Start of Source document

Sari-sari_store2So you want to go into business. And so you know next to nothing  how to go about it. Well, then, you might want to consider a retailing business.

In many ways, retailing is the simplest and easiest business to set up and manage. At its smallest scale, retailing requires little capital and minimal manpower, technology and managerial skills.

People in general prefer to buy consumer items from small retail stores because they are accessible, are usually open from very early in the morning up to very late at night, and usually provide personalized service, including credit otherwise known as palista or pautang.


Sari-sari store concept

Among retailing establishments, the sari-sari store is the most common. In densely-populated, middle and lower-income communities; there is one in every block and street corner.

Most sari-sari stores are run inside the shopkeeper’s house and are extensions of the household – often a hole in the wall. Commodities are displayed in a large screen-covered or metal-barred window in front of the shop.

End of Source document
Start of Extracted entries

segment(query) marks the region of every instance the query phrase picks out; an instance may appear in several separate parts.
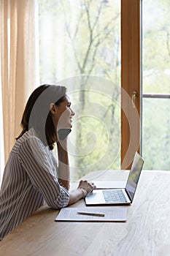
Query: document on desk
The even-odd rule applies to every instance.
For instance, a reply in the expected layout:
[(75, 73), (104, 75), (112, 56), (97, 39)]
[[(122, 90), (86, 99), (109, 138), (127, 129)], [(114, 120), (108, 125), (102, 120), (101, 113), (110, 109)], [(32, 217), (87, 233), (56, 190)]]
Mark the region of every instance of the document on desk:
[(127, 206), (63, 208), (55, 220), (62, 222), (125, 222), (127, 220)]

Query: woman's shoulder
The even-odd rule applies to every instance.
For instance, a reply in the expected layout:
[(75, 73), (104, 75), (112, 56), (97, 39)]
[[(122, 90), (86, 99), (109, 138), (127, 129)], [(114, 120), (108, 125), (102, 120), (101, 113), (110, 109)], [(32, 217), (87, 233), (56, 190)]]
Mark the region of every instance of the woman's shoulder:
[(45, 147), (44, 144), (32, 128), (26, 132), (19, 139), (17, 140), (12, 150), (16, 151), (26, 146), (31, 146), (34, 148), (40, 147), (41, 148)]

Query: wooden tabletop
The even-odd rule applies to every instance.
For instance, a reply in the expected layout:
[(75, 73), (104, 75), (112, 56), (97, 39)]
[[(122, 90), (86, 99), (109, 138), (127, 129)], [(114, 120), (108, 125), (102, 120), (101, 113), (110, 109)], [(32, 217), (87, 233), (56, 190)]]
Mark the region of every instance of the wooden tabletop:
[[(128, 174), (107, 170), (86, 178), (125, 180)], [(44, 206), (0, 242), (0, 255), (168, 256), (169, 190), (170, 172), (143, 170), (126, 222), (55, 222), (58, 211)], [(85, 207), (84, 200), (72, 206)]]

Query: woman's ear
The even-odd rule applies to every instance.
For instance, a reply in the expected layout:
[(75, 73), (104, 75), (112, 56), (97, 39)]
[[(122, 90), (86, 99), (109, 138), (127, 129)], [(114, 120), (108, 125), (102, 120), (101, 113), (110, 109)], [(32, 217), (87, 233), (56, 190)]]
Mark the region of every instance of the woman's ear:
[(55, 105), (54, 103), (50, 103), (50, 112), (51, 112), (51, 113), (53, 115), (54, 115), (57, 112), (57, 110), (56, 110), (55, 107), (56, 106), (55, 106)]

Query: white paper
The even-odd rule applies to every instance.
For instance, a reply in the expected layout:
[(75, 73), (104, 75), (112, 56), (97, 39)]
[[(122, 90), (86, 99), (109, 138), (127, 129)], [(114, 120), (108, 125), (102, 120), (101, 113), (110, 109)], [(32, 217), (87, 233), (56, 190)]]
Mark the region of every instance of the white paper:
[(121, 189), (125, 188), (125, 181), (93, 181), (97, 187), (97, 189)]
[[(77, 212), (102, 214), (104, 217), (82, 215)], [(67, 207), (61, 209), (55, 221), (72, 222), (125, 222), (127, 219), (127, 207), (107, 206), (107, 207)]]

End of Extracted entries
Start of Extracted entries

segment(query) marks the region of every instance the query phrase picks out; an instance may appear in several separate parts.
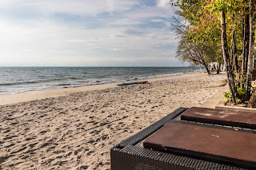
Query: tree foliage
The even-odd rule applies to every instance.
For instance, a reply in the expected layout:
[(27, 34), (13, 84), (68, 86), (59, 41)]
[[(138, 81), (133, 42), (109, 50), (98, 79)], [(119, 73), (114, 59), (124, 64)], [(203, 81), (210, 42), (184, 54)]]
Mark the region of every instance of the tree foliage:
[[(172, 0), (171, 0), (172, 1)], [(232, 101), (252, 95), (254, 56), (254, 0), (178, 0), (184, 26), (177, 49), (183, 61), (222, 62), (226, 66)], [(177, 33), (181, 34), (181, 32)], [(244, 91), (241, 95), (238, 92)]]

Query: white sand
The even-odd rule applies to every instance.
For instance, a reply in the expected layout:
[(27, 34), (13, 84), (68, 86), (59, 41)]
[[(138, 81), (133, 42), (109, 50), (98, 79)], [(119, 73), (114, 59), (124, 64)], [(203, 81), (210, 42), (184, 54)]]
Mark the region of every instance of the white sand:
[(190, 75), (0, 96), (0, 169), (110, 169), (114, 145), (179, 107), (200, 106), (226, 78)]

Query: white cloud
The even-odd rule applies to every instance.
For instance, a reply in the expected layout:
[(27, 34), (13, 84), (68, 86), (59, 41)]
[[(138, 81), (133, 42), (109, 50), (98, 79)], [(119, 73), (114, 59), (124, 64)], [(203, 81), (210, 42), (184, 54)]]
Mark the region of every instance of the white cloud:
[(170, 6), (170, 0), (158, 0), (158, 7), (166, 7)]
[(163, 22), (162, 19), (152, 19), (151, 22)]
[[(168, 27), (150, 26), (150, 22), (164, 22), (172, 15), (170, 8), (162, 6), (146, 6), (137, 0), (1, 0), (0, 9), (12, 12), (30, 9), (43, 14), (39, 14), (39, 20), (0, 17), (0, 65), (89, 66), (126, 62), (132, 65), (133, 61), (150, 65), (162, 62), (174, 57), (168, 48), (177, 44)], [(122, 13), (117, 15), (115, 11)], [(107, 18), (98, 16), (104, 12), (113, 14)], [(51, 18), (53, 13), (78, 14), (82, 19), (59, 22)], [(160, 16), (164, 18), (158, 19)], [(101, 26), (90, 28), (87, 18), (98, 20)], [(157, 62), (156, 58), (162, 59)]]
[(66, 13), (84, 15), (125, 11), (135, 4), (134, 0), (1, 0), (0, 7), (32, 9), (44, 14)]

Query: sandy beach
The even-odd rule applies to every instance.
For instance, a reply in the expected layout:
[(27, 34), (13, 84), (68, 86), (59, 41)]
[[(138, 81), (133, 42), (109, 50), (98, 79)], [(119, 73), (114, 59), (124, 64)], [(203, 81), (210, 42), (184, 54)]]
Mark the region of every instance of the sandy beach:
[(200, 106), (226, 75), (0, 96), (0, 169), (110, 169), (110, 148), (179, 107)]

End of Extracted entries

What is needed — Copy out the entire sari-sari store text word for word. You won't need the records for this.

Answer below —
Sari-sari_store2So you want to go into business. And so you know next to nothing  how to go about it. Well, then, you might want to consider a retailing business.

In many ways, retailing is the simplest and easiest business to set up and manage. At its smallest scale, retailing requires little capital and minimal manpower, technology and managerial skills.

People in general prefer to buy consumer items from small retail stores because they are accessible, are usually open from very early in the morning up to very late at night, and usually provide personalized service, including credit otherwise known as palista or pautang.


Sari-sari store concept

Among retailing establishments, the sari-sari store is the most common. In densely-populated, middle and lower-income communities; there is one in every block and street corner.

Most sari-sari stores are run inside the shopkeeper’s house and are extensions of the household – often a hole in the wall. Commodities are displayed in a large screen-covered or metal-barred window in front of the shop.